- Problem details -
Reproduce each of the records below verbatim, preserving every line.

A portion of a data file
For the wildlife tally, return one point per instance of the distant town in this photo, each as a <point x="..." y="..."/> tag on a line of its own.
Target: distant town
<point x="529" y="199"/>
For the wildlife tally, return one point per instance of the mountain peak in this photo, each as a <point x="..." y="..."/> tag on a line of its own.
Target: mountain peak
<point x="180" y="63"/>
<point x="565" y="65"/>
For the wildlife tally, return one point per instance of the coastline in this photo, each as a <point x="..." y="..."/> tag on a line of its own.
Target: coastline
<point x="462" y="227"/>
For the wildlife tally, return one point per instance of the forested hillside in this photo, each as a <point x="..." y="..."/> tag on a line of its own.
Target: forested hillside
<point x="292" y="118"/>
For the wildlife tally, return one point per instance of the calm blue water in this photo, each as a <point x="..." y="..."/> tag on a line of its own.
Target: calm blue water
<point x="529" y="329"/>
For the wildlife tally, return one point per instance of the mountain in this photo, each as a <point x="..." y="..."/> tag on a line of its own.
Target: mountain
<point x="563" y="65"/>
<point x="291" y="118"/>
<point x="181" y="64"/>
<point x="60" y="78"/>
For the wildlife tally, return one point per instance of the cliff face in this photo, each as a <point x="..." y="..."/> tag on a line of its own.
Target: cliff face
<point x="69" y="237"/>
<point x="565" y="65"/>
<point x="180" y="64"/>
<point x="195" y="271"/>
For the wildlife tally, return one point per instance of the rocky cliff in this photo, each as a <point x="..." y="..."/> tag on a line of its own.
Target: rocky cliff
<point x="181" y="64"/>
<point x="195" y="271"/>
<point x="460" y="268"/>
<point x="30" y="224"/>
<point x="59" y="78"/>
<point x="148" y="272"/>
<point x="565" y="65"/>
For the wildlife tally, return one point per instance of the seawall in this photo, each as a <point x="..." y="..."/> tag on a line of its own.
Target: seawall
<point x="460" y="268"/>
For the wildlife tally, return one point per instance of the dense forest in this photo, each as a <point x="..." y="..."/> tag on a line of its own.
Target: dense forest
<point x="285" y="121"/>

- Answer to the task -
For the wildlife tally, return one point per instance of the distant town in this photo, each as a <point x="..." y="..."/> tag on a line of its own.
Target: distant town
<point x="529" y="199"/>
For the wildlife tally, return one point per instance of the mountain peak in this photo, each as a <point x="..." y="..."/> tag on a line of its own.
Target: mountain peak
<point x="180" y="63"/>
<point x="565" y="65"/>
For the wildlife tally, return one point per instance of the coastline in this photo, each as a <point x="..." y="..."/> tag on a line of its own.
Target: coastline
<point x="462" y="227"/>
For the wildlife tally, return one point per instance of the forested hillside in this photo, each as a <point x="..." y="..."/> tag on a line of its own.
Target: forested hillside
<point x="292" y="118"/>
For the wildlife tally, return one point per instance of the calm blue water in this photo, each as a <point x="..." y="..."/> tag on a line of its own.
Target: calm blue water
<point x="529" y="329"/>
For the wildlife tally, return one point per instance of the mountain in this photo, each as a <point x="..." y="..."/> tag on a line of its own.
Target: mountain
<point x="563" y="65"/>
<point x="291" y="118"/>
<point x="181" y="64"/>
<point x="60" y="78"/>
For the wildlife tally, return one point per instance of the cliff face in this photo, each as a <point x="..." y="..."/> tag on a line of its own.
Target: cliff face
<point x="69" y="237"/>
<point x="565" y="65"/>
<point x="180" y="64"/>
<point x="195" y="271"/>
For the wildlife tally, return one point per instance of the rocky cliff in this photo, each as a <point x="..." y="..."/> tag on a line of its own.
Target: rocky cliff
<point x="181" y="64"/>
<point x="195" y="271"/>
<point x="460" y="268"/>
<point x="30" y="224"/>
<point x="59" y="78"/>
<point x="148" y="272"/>
<point x="565" y="65"/>
For the wildlife tally, return one point per instance of the seawall in this photo, each as a <point x="..." y="..."/> tag on a line of its own.
Target: seawall
<point x="460" y="268"/>
For the wildlife tally, return one point per instance of the dense forest in this photo, each as a <point x="..." y="..."/> tag on a line of its own.
Target: dense forest
<point x="285" y="121"/>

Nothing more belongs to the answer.